▶ _Given entries_:

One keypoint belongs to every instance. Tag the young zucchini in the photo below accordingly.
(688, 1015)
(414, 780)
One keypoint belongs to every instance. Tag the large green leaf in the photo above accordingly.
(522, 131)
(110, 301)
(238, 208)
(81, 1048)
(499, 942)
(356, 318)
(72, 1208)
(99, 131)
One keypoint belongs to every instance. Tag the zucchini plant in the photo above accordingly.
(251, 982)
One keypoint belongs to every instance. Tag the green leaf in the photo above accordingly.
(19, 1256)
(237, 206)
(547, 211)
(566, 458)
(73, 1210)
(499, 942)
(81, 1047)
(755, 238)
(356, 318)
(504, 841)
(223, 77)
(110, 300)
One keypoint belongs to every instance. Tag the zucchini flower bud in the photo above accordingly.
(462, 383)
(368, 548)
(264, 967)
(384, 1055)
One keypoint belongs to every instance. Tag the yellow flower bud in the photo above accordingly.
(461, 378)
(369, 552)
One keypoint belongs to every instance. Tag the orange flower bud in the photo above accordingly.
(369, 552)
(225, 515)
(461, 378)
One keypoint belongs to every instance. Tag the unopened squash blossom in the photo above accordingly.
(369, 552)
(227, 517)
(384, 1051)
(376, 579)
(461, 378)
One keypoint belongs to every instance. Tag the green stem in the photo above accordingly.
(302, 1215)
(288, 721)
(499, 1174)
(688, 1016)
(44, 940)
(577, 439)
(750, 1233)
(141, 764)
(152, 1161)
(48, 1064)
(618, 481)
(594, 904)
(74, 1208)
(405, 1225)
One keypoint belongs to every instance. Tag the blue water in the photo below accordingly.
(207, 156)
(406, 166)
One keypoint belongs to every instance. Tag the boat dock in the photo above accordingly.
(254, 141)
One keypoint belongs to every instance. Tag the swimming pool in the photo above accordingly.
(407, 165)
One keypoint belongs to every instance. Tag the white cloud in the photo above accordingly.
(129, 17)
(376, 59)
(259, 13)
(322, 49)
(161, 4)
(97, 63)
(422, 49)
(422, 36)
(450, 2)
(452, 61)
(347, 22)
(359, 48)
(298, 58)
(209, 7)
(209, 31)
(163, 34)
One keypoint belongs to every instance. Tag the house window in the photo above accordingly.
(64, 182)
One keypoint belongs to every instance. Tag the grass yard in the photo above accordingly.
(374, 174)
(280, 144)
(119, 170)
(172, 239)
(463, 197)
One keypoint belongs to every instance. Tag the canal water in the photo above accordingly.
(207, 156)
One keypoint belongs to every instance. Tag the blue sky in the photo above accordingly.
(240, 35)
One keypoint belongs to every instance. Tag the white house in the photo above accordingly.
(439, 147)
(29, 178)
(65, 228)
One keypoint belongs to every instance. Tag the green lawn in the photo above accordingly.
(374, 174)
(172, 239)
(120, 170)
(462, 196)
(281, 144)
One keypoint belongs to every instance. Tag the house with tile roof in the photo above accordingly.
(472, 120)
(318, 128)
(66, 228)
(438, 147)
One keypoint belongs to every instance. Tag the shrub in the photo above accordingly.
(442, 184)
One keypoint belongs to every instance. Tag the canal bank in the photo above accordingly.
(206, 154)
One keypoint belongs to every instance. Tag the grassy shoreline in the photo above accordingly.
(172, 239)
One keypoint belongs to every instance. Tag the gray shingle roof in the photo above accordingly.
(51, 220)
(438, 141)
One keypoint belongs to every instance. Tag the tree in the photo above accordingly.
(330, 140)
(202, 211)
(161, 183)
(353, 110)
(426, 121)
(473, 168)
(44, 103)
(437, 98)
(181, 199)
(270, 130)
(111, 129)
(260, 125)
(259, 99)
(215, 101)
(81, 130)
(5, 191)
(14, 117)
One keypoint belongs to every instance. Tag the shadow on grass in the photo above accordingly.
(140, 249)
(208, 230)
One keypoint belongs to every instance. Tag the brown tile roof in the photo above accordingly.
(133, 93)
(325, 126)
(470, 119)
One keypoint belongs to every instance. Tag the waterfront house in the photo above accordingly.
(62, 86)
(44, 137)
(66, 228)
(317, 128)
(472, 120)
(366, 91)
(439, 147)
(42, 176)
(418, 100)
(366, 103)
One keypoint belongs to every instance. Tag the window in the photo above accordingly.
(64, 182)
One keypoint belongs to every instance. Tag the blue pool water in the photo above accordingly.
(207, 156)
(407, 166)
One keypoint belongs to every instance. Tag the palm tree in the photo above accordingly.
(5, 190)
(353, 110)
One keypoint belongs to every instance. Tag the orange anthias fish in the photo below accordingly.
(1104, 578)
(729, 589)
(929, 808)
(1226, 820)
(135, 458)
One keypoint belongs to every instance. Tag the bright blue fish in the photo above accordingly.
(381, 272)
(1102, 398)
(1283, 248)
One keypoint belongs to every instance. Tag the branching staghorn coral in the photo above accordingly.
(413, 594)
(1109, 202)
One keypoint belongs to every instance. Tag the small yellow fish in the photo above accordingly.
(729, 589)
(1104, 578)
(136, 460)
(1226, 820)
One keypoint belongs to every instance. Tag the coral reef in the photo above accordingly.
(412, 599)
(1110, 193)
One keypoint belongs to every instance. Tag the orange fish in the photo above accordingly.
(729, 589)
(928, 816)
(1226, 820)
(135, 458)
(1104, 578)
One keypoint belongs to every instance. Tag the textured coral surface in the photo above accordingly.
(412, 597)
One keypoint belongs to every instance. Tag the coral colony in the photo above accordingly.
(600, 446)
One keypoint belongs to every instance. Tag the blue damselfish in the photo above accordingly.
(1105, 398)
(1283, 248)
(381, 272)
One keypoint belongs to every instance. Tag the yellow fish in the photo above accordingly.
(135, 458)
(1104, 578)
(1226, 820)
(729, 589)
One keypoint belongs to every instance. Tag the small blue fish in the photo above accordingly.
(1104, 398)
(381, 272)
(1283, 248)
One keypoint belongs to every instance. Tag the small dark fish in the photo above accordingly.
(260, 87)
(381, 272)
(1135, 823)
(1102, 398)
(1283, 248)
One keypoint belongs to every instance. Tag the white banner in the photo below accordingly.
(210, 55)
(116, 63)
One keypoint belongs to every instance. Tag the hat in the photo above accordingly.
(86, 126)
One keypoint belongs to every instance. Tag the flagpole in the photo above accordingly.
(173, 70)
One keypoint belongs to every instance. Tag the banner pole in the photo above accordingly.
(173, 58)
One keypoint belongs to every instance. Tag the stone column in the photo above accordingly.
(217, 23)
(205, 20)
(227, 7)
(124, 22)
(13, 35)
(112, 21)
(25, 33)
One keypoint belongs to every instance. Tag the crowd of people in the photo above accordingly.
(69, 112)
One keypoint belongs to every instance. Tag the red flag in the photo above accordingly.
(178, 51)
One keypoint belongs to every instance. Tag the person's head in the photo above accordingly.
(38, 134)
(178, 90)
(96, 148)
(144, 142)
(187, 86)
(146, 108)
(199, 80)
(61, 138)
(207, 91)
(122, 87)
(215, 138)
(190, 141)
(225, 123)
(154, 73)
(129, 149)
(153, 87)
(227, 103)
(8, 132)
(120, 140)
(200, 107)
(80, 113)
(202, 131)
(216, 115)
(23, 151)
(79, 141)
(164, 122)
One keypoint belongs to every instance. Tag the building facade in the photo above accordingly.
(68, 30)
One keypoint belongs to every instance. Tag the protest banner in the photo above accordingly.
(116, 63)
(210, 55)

▶ _Directions for this task_:
Please write out all the items above again, swapping "keypoint" for "marker" wherever it occurs and changing nothing else.

▶ _The answer_:
One marker belongs to every instance. Tag the young zucchini in the photo below accordingly.
(688, 1015)
(414, 780)
One marker belongs to every instance. Tag the large green leaf in the photo above accordingly.
(522, 131)
(110, 301)
(238, 208)
(81, 1048)
(499, 942)
(356, 318)
(72, 1208)
(99, 131)
One marker belongs to every instance. Tag the zucchini plant in the photo above accordingly.
(251, 982)
One marker belongs to every instance. Tag the green leaf in the photo above accordingly.
(19, 1256)
(237, 206)
(547, 211)
(566, 458)
(73, 1210)
(499, 942)
(81, 1047)
(755, 238)
(356, 318)
(504, 841)
(223, 77)
(110, 300)
One marker belongs to every instance. Tag the zucchini flower bud in the photo above accordingly.
(462, 383)
(368, 548)
(264, 967)
(384, 1055)
One marker belongs to every instance. Tag the yellow flower bud in the photo above accordingly.
(461, 378)
(369, 552)
One marker belongs to every instance. Tag the orange flower bud in the photo above accordingly.
(369, 552)
(225, 515)
(461, 378)
One marker belongs to every instance. Tag the unopened squash blossom in the photo above accordingly.
(369, 552)
(227, 517)
(384, 1051)
(376, 579)
(461, 378)
One marker belongs to every instance. Tag the green stem in the photo above accordingly.
(302, 1215)
(288, 721)
(499, 1174)
(688, 1016)
(44, 940)
(577, 439)
(750, 1233)
(141, 764)
(152, 1161)
(48, 1064)
(618, 481)
(594, 904)
(74, 1208)
(405, 1225)
One marker belongs to every instance. Tag the blue water in the photo below accordingly.
(207, 156)
(406, 166)
One marker belongs to every instance. Tag the boat dock in the photo above accordingly.
(254, 141)
One marker belongs to every instance. Tag the swimming pool in the photo above accordingly.
(407, 165)
One marker belongs to every instance. Tag the white cloud in the photo above accordingly.
(129, 17)
(376, 59)
(259, 13)
(322, 49)
(161, 4)
(97, 63)
(422, 49)
(422, 36)
(450, 2)
(452, 61)
(347, 22)
(359, 48)
(298, 58)
(209, 7)
(209, 31)
(163, 34)
One marker belongs to every instance. Tag the house window in the photo above accordingly.
(64, 182)
One marker belongs to every instance. Tag the grass yard in the photo above accordingly.
(374, 174)
(280, 144)
(119, 170)
(172, 239)
(463, 197)
One marker belongs to every instance. Tag the canal water in the photo above accordingly.
(207, 156)
One marker belongs to every instance. Tag the blue sky in the photo above accordingly.
(240, 35)
One marker belongs to every instance. Tag the white house in the photo above accordingly.
(439, 147)
(29, 178)
(65, 228)
One marker belongs to every instance. Tag the green lawn in the photo above accordingly.
(374, 174)
(172, 239)
(120, 170)
(462, 196)
(281, 144)
One marker belongs to every instance. Tag the house with tile roof in the photo above accordingly.
(472, 120)
(318, 128)
(66, 228)
(438, 147)
One marker belongs to every instance. Tag the shrub in the photo above accordingly.
(442, 184)
One marker belongs to every instance. Tag the canal bank in the photo above accordingly.
(206, 154)
One marker belongs to every instance. Tag the grassy shoreline in the photo above accordingly.
(172, 239)
One marker belongs to every instance. Tag the gray shingle roof in the photo above accordingly.
(51, 220)
(438, 141)
One marker belongs to every instance. Tag the tree in the photo above accordingly.
(330, 140)
(202, 211)
(161, 183)
(353, 110)
(426, 121)
(473, 168)
(44, 103)
(437, 98)
(181, 199)
(270, 130)
(111, 129)
(260, 125)
(259, 99)
(215, 101)
(81, 130)
(5, 191)
(14, 117)
One marker belongs to every instance. Tag the shadow on grass in the photo above accordingly.
(140, 249)
(208, 230)
One marker belongs to every instance. Tag the brown tile roof in the photo above accordingly.
(133, 93)
(325, 126)
(470, 119)
One marker belongs to every instance. Tag the waterfront house in the photo above accordingly.
(62, 86)
(44, 137)
(66, 228)
(317, 128)
(472, 120)
(366, 91)
(439, 147)
(42, 176)
(418, 100)
(366, 103)
One marker belongs to every instance. Tag the window in the photo above accordingly.
(64, 182)
One marker belongs to every instance. Tag the blue pool water in the photo above accordingly.
(207, 156)
(407, 166)
One marker belongs to every instance. Tag the palm tree in the photo above accordingly.
(5, 190)
(353, 110)
One marker belongs to every instance. Tag the orange anthias fish in the photo below accordingly.
(1104, 578)
(729, 589)
(929, 808)
(1226, 820)
(135, 458)
One marker belongs to every instance. Tag the bright blue fish in the photo above accordingly.
(381, 272)
(1102, 398)
(1283, 248)
One marker belongs to every instance. Tag the branching staghorn coral in the photo above accordingly.
(413, 594)
(1109, 202)
One marker belongs to every instance. Tag the small yellow fish in the photo above accordingly.
(729, 589)
(1104, 578)
(136, 460)
(1226, 820)
One marker belongs to every instance. Tag the coral reef in the photo above accordingly.
(412, 599)
(1110, 193)
One marker belongs to every instance. Tag the orange fish in the photo above accordingly.
(729, 589)
(928, 816)
(1226, 820)
(135, 458)
(1104, 578)
One marker belongs to every instance. Tag the textured coral surface in the photo above accordingly.
(412, 597)
One marker belongs to every instance. Tag the coral colony in the photo above accordingly.
(600, 446)
One marker belongs to every instance. Tag the blue damselfish in the photo above accordingly.
(1105, 398)
(1283, 248)
(381, 272)
One marker belongs to every instance. Tag the yellow fish in the photo above accordingly.
(135, 458)
(1104, 578)
(1226, 820)
(729, 589)
One marker belongs to every instance. Tag the small blue fish in the photo above accordingly.
(1104, 398)
(381, 272)
(1283, 248)
One marker belongs to every instance. Tag the small dark fish in the photo above accordingly.
(260, 87)
(381, 272)
(1135, 823)
(1102, 398)
(1283, 248)
One marker belongs to every instance. Tag the white banner in the photo below accordingly.
(210, 55)
(116, 63)
One marker belongs to every instance. Tag the hat in the photo above accordingly.
(86, 126)
One marker belongs to every instance. Tag the flagpole in the photo above accordingly.
(173, 70)
One marker belongs to every instance. Tag the banner pole in the photo above accordingly.
(173, 58)
One marker belongs to every instance. Tag the stone column in the photo above accordingly.
(217, 23)
(205, 20)
(227, 7)
(124, 22)
(13, 35)
(112, 21)
(25, 33)
One marker belongs to every instance. Tag the crowd of people in the photo above accordingly.
(69, 112)
One marker belongs to every instance. Tag the red flag in the photo above accordingly.
(178, 51)
One marker belongs to every instance. Tag the person's head in the photo above accordingly.
(38, 134)
(178, 90)
(96, 148)
(144, 142)
(187, 86)
(146, 108)
(199, 80)
(61, 138)
(207, 91)
(122, 87)
(215, 138)
(190, 141)
(225, 123)
(154, 73)
(129, 149)
(153, 87)
(227, 103)
(8, 132)
(120, 140)
(200, 107)
(80, 113)
(202, 131)
(216, 115)
(23, 151)
(79, 141)
(164, 122)
One marker belongs to every instance. Tag the building facade in the photo above accordingly.
(68, 30)
One marker belongs to every instance. Tag the protest banner in the photo above accordingly.
(116, 63)
(210, 55)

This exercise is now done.